### WRITTEN PROBLEM
Copy each line of the entries below word for word, covering every entry.

==============================

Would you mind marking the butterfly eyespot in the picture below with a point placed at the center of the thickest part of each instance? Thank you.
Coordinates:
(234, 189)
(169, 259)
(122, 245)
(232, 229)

==============================

### EXERCISE ANSWER
Would you mind marking the butterfly eyespot in the picture below with a point placed at the center of the thickest part of each instance? Thank you.
Coordinates:
(234, 189)
(169, 259)
(122, 245)
(232, 229)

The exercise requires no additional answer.